### Extrait fourni
────────────────

Peu de Djiboutiens avertis ont été surpris par le massacre perpétré lundi 21 décembre. Les plus jeunes, par contre, ont été secoués par l’onde de choc. Par souci de clarté, distinguons les deux volets de ce drame à huis clos.
Le premier acte se déroule dans la nuit du dimanche au lundi, vers quatre heures du matin. Des éléments lourdement armés de la police, de la gendarmerie et de l’armée partent du camp militaire Cheik Osman. Ils attaquent des civils réunis au lieu-dit Buldhuquo, à la périphérie de la commune de Balbala, pour célébrer une fête traditionnelle à caractère religieux.
L’assaut meurtrier aurait été donné, selon le gouvernement, pour assurer l’ordre et disperser les gens rassemblés en dépit de l’interdiction de toute manifestation. Les autorités ont en effet pris fin novembre des « mesures exceptionnelles de sécurité » en réaction aux attentats de Paris et de Bamako. On déplore une vingtaine de morts et plus de cent blessés selon les estimations de l’opposition. Après 24 heures de silence, le gouvernement annonce, lui, sept morts et une cinquantaine de blessés, policiers et soldats inclus.

────────────────

### Informations extraites
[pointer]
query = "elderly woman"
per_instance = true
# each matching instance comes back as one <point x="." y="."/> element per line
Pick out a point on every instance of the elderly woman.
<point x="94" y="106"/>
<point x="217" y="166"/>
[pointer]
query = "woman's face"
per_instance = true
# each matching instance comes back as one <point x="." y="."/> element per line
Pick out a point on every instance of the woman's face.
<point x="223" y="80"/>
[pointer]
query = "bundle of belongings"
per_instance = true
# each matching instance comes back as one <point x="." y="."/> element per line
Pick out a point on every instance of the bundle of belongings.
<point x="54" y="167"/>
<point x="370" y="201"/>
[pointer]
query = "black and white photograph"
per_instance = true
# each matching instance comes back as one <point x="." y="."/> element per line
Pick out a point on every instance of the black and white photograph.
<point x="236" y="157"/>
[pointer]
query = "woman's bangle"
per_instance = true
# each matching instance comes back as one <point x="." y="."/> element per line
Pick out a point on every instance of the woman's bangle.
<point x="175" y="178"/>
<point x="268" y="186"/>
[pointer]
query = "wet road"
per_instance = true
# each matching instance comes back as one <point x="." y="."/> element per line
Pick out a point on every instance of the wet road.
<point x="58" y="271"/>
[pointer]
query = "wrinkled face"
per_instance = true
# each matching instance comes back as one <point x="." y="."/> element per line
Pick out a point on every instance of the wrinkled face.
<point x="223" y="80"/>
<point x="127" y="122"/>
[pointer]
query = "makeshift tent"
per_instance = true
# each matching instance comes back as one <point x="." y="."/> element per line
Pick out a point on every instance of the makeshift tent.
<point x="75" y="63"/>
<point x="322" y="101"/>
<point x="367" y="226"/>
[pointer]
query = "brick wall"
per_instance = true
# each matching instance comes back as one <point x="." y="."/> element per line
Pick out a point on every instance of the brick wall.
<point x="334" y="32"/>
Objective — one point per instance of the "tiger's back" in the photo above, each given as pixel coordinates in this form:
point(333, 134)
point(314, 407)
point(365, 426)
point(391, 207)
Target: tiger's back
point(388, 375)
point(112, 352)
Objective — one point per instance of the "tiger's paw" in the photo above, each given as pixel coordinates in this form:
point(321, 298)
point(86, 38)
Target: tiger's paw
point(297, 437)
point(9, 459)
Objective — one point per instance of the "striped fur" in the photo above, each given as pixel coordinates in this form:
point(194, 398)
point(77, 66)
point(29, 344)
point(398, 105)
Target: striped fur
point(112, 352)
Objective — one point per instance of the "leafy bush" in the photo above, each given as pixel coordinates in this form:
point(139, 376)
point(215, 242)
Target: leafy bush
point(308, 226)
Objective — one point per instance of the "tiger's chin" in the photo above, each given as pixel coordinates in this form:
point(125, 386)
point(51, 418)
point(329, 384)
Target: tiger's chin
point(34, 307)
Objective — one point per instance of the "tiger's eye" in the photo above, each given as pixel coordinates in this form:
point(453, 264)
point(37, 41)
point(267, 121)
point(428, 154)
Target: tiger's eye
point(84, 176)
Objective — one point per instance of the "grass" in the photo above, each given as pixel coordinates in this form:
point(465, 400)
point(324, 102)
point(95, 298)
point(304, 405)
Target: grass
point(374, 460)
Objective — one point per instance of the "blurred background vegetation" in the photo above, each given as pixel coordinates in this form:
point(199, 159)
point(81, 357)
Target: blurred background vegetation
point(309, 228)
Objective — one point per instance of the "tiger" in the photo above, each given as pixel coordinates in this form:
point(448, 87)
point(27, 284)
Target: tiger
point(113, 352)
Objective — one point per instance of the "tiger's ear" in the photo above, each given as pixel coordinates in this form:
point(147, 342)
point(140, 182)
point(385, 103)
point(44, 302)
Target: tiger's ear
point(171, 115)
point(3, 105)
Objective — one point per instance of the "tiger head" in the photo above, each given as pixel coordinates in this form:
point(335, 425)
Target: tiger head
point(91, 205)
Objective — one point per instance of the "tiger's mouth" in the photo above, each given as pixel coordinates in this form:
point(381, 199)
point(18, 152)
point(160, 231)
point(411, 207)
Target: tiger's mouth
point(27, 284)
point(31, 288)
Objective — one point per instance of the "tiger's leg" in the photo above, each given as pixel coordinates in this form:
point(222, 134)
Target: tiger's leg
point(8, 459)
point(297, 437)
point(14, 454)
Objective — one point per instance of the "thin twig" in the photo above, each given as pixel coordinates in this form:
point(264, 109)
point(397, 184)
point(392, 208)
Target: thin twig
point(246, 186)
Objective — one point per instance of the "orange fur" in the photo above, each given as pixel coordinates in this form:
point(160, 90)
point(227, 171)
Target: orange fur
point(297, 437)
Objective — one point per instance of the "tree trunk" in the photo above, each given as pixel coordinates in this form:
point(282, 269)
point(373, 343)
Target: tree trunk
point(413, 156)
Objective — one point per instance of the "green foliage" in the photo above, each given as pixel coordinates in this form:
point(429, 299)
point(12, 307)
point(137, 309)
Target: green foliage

────────────────

### Consignes
1. Répondez aux questions suivantes à partir du texte sur le massacre du 21 décembre à Djibouti.
(a) De quel camp militaire partent les forces armées ?
(b) À la périphérie de quelle commune se trouve le lieu-dit Buldhuquo ?
(c) Combien de morts le gouvernement annonce-t-il ?
2. Poursuivez le texte sur le massacre du 21 décembre à Djibouti à partir de sa dernière phrase.
Les enregistrements ne sont pas nécessaires ici.

### Réponses attendues
1.
(a) Du camp militaire Cheik Osman.
(b) De la commune de Balbala.
(c) Sept morts.

2.
Le second acte est moins meurtrier, mais tout aussi désastreux pour le régime. Des éléments des forces de l’ordre ont attaqué vers 17 heures les plus hauts responsables de la coalition de l’opposition USN (Union pour le salut national) réunie chez l’un d’entre eux. Outre la violation du domicile de Me Djama Amareh Meidal, l’attaque à balles réelles s’est soldée par les blessures du président Ahmed Youssouf Houmed de l’USN, de l’ancien ministre Hamoud Abdi Souldan et du jeune député Said Houssein Robleh dont le diagnostic vital est un temps engagé. D’autres hauts responsables (dont Daher Ahmed Farah porte-parole de la coalition et président du Mouvement pour le renouveau démocratique et le développement et , Abdourahman Mohamed Guelleh, le président du Rassemblement pour l’action le développement et la démocratie) ont été placés dans des lieux secrets. On ignore tout de leur sort.
Des images choquantes
Sur les réseaux sociaux, on ne compte plus les cris de rage et de désespoir. Davantage que le bilan, ce sont les images qui frappent les esprits. Les photos des hauts responsables politiques tabassés comme des vulgaires voyous. Ici, le très digne président Youssouf porté à bout de bras. Là, l’ancien ministre des affaires religieuses, M. Hamoud, torse nu, blessé par balle. Là encore, le jeune député Robleh couvert de sang. Ces images sont une première dans les annales de la République de Djibouti. Elles signalent la fuite en avant d’un régime longtemps criminel, mais qui ne cache plus ses forfaits.
Les Djiboutiens savent de quoi sont capables les forces de l’ordre qui ressemblent de moins en moins à un corps national et de plus en plus à une milice privée. Ils savent également que le despotique président Ismaël Omar Guelleh n’a jamais vraiment été élu par la population et qu’il cherche à se maintenir au pouvoir en sollicitant un 4e mandat, que l’opposition a boycotté souvent les échéances électorales faute d’une commission électorale nationale indépendante, que l’Assemblée nationale est une chambre d’enregistrement, que le pouvoir, enfin, est tout entier entre les mains d’un seul homme et de sa petite clique familiale.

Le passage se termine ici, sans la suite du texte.